**PROBLEM SET:**
**a.** In the spherical kernel documentation below, what precondition applies to is_theta_monotone()?
**b.** Please carry on the spherical kernel documentation below from the point where it stops.

**SELECTED EXCERPT:**
******************************
Compares p and q according to the lexicographic ordering on \( \theta\) and \( z\)-coordinates in the cylindrical coordinate system relative to sphere.

Precondition
p and q lie on sphere, but do not coincide with the poles of sphere.
See also
CGAL::compare_x()
CGAL::compare_xy()
CGAL::compare_xy()
CGAL::compare_x_at_y()
CGAL::compare_y()
CGAL::compare_yx()
CGAL::compare_y_at_x()
CGAL::compare_z()
CGAL::compare_theta()

◆ is_theta_monotone()

template<class SphericalKernel >
bool CGAL::is_theta_monotone ( const CGAL::Circular_arc_3< SphericalKernel > &  a,
const CGAL::Sphere_3< SphericalKernel > &  sphere 
)

#include <CGAL/global_functions_spherical_kernel_3.h>

Tests whether the arc a is \( \theta\)-monotone, i.e. the intersection of any meridian anchored at the poles sphere and the arc a is reduced to at most one point in general, and two points if a pole of sphere is an endpoint of the arc.

Note that a bipolar circle has no such arcs.

Precondition
a lies on sphere, and the supporting circle of a is not bipolar.

◆ theta_extremal_point()

template<class SphericalKernel >
CGAL::Circular_arc_point_3<SphericalKernel> CGAL::theta_extremal_point ( const CGAL::Circle_3< SphericalKernel > &  c,
const CGAL::Sphere_3< SphericalKernel sphere,
bool  b 
)

#include <CGAL/global_functions_spherical_kernel_3.h>

Returns the point on the circle that is extremal in \( \theta\) using the cylindrical coordinate system relative to sphere, and that has the smallest (resp. largest) \( \theta\)-coordinate of the two points if b is true (resp. false).

See Section Spherical Kernel Objects for definitions.

Precondition
c lies on sphere and is a normal circle.
******************************
Point placement records
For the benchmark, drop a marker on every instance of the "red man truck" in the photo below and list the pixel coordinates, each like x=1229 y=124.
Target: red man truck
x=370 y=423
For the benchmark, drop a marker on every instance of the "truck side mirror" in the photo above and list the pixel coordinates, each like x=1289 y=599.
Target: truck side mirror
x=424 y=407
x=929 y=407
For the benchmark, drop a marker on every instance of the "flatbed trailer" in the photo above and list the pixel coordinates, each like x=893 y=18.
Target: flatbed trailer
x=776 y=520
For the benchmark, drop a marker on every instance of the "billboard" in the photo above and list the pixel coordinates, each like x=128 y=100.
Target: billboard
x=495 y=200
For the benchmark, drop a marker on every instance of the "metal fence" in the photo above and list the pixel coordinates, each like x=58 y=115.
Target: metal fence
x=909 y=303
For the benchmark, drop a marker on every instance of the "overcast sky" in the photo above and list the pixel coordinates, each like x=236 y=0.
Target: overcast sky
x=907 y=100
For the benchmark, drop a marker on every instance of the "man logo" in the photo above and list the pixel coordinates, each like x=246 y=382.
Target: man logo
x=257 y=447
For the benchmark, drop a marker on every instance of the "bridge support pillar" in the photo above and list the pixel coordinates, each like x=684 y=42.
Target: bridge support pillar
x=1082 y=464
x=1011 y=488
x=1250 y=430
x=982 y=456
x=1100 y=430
******************************
**ANSWERS PROVIDED:**
**a.** The arc a lies on sphere, and the supporting circle of a is not bipolar.

**b.**
◆ theta_extremal_points()

template<class SphericalKernel , class OutputIterator >
OutputIterator CGAL::theta_extremal_points ( const CGAL::Circle_3< SphericalKernel > &  c,
const CGAL::Sphere_3< SphericalKernel > &  sphere,
OutputIterator  res 
)

#include <CGAL/global_functions_spherical_kernel_3.h>

Copies in the output iterator the \( \theta\)-extremal points of the circle relatively to sphere.

res iterates on elements of type Circular_arc_point_3<SphericalKernel>, lexicographically sorted in the cylindrical coordinate system relative to sphere. See Section Spherical Kernel Objects for definitions.

Precondition
c lies on sphere and is a normal circle.
Examples:
Circular_kernel_3/functor_compare_theta_3.cpp.

◆ x_extremal_point()

template<class SphericalKernel >
CGAL::Circular_arc_point_3<SphericalKernel> CGAL::x_extremal_point ( const CGAL::Circle_3< SphericalKernel > &  c,
bool  b 
)

#include <CGAL/global_functions_spherical_kernel_3.h>

Same for a circle.

Precondition
The circle is not contained in a plane orthogonal to the \( x\)-axis.

◆ x_extremal_points() [1/2]

template<class SphericalKernel , class OutputIterator >
OutputIterator CGAL::x_extremal_points ( const CGAL::Sphere_3< SphericalKernel > &  c,
OutputIterator  res 
)

#include <CGAL/global_functions_spherical_kernel_3.h>

Copies in the output iterator the \( x\)-extremal points of the sphere.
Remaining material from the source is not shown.